**Exercise aim:** Search the listing for the word "green". Copy every line where it is found.
Start of Material provided
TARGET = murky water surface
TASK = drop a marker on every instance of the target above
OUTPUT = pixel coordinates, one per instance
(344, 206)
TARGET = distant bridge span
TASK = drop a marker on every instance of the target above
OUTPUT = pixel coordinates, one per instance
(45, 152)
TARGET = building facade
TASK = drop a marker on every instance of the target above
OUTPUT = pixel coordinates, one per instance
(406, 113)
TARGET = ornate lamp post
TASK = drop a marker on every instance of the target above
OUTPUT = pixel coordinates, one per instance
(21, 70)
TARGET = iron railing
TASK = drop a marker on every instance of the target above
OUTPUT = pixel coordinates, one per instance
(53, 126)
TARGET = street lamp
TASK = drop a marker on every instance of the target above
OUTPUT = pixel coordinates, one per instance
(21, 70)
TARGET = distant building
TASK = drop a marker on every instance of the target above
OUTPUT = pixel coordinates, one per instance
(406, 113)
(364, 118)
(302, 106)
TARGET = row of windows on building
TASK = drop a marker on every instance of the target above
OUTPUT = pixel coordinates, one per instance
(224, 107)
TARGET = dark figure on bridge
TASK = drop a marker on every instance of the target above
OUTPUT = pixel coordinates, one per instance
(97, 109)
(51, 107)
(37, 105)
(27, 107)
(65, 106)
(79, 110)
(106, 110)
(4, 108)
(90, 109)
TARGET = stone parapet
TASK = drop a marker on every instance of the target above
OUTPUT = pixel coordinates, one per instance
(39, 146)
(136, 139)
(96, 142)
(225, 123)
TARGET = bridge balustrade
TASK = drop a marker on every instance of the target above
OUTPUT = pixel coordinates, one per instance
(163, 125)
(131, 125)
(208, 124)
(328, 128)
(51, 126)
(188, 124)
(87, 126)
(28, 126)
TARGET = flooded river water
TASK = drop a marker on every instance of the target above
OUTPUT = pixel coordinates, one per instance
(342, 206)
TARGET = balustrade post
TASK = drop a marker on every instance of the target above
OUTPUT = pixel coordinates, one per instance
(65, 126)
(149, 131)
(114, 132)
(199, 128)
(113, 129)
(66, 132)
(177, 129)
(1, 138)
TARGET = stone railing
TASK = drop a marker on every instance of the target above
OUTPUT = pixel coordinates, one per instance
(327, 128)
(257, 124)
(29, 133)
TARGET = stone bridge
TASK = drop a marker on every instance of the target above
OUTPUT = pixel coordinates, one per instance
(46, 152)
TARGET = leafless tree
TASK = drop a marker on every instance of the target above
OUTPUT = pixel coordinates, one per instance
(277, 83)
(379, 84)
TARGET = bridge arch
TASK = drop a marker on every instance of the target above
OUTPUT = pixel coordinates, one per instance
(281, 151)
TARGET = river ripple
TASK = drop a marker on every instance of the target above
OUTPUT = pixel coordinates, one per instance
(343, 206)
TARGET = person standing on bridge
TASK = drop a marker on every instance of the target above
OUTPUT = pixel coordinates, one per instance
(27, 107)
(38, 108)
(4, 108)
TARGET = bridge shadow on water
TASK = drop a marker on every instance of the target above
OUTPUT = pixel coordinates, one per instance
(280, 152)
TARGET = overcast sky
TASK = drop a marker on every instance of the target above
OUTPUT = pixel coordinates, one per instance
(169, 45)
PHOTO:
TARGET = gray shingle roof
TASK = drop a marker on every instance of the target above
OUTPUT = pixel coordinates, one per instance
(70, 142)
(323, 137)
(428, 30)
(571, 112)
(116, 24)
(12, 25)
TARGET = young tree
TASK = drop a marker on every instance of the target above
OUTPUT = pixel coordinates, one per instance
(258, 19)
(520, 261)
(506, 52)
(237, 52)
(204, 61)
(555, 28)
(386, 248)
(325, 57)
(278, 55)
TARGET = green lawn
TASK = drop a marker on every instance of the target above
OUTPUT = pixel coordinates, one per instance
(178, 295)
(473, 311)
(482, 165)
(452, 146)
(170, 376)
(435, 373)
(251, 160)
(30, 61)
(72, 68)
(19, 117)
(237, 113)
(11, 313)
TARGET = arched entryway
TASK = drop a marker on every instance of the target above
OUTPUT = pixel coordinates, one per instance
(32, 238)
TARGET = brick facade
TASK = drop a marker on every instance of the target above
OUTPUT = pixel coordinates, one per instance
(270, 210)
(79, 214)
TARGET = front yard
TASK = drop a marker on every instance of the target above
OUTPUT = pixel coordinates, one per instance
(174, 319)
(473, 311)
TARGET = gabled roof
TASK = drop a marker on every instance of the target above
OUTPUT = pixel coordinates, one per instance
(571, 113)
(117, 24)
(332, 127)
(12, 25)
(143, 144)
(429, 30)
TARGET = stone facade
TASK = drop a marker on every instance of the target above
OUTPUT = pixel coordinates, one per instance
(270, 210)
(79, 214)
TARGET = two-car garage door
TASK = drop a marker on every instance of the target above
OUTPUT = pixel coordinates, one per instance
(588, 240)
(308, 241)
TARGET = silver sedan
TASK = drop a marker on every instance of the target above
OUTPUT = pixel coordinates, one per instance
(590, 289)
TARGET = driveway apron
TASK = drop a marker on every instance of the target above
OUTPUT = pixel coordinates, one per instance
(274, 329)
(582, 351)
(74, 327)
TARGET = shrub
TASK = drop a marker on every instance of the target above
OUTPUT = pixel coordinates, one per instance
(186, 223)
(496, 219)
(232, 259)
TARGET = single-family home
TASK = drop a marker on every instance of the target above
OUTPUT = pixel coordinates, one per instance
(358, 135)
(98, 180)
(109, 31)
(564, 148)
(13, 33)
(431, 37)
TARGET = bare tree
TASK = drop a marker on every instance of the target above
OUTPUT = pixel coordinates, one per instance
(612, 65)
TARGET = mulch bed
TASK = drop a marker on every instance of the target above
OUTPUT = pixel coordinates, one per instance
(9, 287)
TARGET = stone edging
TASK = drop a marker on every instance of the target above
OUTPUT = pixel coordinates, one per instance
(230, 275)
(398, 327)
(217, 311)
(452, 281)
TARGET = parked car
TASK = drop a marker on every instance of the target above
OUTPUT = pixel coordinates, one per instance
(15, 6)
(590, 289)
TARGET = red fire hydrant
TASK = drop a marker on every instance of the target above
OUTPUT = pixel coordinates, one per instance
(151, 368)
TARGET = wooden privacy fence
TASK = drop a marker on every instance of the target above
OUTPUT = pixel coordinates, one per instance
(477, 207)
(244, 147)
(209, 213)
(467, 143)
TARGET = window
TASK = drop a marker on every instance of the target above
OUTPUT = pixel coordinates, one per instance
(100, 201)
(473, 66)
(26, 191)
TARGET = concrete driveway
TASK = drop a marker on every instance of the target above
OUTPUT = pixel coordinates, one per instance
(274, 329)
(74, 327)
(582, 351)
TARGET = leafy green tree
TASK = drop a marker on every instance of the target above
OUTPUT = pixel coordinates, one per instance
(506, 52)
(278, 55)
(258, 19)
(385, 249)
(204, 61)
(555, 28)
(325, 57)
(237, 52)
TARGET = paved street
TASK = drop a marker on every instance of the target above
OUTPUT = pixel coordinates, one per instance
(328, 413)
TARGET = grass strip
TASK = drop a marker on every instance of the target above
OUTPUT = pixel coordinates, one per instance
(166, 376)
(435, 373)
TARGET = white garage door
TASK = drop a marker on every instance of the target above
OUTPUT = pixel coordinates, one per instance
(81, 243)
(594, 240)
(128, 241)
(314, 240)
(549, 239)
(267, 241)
End of Material provided
**Result of the task:**
TARGET = green lawn
TARGET = leafy green tree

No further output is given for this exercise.